— Requirement —
Find each line in the listing below that contains the word "location" and copy those lines.

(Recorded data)
[start]
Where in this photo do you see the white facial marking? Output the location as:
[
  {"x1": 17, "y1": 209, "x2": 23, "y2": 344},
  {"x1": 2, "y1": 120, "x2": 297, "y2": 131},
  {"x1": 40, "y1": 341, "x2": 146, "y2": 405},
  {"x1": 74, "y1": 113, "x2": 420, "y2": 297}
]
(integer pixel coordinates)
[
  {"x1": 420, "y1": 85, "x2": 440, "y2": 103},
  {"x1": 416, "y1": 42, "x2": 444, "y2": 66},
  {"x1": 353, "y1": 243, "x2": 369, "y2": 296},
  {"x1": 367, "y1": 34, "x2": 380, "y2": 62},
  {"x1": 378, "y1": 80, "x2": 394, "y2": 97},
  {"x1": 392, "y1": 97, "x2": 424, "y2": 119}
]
[end]
— Full output —
Where in this photo do you see the white facial marking? Output the location as:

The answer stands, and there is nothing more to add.